* _SUPPLIED MATERIAL_:
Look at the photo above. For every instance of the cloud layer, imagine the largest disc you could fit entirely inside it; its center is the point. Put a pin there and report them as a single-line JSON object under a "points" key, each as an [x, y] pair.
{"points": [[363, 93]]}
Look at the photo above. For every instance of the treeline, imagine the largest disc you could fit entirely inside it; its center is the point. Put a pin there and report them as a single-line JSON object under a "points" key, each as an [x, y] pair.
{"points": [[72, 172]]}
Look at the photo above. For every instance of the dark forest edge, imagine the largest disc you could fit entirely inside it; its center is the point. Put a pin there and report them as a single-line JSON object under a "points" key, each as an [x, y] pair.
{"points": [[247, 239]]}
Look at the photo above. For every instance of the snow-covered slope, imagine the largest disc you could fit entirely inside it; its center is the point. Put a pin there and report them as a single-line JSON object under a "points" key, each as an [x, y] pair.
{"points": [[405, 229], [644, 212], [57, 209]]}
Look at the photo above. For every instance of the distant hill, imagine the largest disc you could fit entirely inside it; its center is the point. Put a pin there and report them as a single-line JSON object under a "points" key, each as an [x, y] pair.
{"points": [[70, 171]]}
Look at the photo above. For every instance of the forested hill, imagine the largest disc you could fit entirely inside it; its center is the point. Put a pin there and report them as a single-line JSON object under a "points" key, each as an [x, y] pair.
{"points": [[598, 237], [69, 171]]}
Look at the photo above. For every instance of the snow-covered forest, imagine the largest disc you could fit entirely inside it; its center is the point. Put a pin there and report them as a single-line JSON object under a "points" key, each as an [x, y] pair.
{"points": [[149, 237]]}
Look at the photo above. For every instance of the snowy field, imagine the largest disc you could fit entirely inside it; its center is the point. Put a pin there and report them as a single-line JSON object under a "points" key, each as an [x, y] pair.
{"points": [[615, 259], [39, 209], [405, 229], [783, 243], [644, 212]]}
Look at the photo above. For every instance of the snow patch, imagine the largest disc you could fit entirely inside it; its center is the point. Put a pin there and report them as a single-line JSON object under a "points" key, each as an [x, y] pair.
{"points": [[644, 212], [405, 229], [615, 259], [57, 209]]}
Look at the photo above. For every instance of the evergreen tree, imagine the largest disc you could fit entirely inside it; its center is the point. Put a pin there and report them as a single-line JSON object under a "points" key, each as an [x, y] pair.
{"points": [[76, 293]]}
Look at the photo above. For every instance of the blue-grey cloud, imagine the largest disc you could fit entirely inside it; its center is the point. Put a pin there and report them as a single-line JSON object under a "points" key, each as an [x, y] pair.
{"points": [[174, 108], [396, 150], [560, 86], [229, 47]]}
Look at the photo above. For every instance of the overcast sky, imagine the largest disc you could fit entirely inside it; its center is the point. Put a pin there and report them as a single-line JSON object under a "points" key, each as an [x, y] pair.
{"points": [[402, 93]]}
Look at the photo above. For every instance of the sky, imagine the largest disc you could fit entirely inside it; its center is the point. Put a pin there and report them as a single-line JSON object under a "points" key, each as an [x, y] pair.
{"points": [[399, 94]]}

* _DIRECTIONS FOR THIS TASK_: The output should match the records above exactly, entry for entry.

* _ANSWER TO THIS EXERCISE_:
Look at the photo above. For every instance of the cloud layer, imagine the largest disc you could fit entirely inside it; its center is the point. Put a pin there and report them as a single-line JSON object under a "points" key, each as an [x, y] pair.
{"points": [[363, 93]]}
Look at the photo above. For every instance of the treeline, imagine the largest disc you could fit entirely inside it; its center is the point. Put a pin there and report them as a single-line JSON object under a "points" key, each as an [x, y] pair.
{"points": [[72, 172]]}
Look at the photo above. For every instance of the dark forest edge, imagine the largest disc you could fit entirely inside it; its center is the point. Put a pin there and report them as a single-line JSON object under a "points" key, each as an [x, y] pair.
{"points": [[247, 239]]}
Look at the photo above. For every instance of the snow-covered slope, imagine the largest disc you could fit entirely inside it; its center is the point. Put a pin there and report them as a single-line JSON object under a "points" key, each as an [x, y] pair.
{"points": [[405, 229], [644, 212], [57, 209]]}
Look at the photo above. For every instance of the distant hill, imagine the largest disc you could fit entirely inside it; its center is the point. Put a pin there and report them as a single-line JSON object under a "points" key, each as an [x, y] pair.
{"points": [[70, 171]]}
Look at the photo above. For every instance of the forested hill, imagine the largest disc you could fit entirely inside it; its center is the point. Put a pin there and report them as a single-line JSON object under a "points" key, each as an [x, y] pair.
{"points": [[598, 237], [69, 171]]}
Look at the photo above. For every instance of the snow-covered forest, imagine the largest disc you could fit entirely inside it; its center is the point. Put a pin there and report them as a single-line JSON object under a "points" key, each as an [x, y] pair.
{"points": [[149, 237]]}
Look at the photo above. For every instance of the snowy field, imagine the largest disc you could fit entirely inside it; its center is the point. Put a pin there and report them as a single-line JSON object under a "points" key, each as an [x, y] pair.
{"points": [[615, 259], [39, 209], [405, 229], [783, 243], [644, 212]]}
Look at the photo above. For every instance of the snow patch, imagine the largest disc you could fit entirely inside it; its center is the point. Put a pin there and report them as a single-line JSON object under a "points" key, each as an [x, y] pair.
{"points": [[644, 212], [405, 229], [615, 259], [57, 209]]}
Look at the photo above. For every instance of the evergreen tree, imagine the largest disc you could fit entirely inside it; its center is the point. Put a pin there and report them as a single-line JSON object under a "points" key, each as an [x, y] pair.
{"points": [[76, 293]]}
Look at the photo above. For every instance of the blue-grey cloud, imagine the largest disc you could fit entirely inside it; its center is the point. Put a pin there and report them as a single-line JSON object under a "points" key, each as an [x, y] pair.
{"points": [[174, 108], [396, 150], [560, 86], [229, 47]]}
Look at the photo above. For every instance of the overcast sky, imagine the largest disc you could fit entirely inside it; its center is the point. Put a pin there and report them as a single-line JSON object under a "points" key, each as an [x, y] pair.
{"points": [[402, 93]]}
Look at the photo above. For every instance of the sky, imagine the largest disc you could fit entirely inside it; its center is the point. Put a pin there and report them as a single-line JSON object under a "points" key, each as an [x, y] pair.
{"points": [[399, 94]]}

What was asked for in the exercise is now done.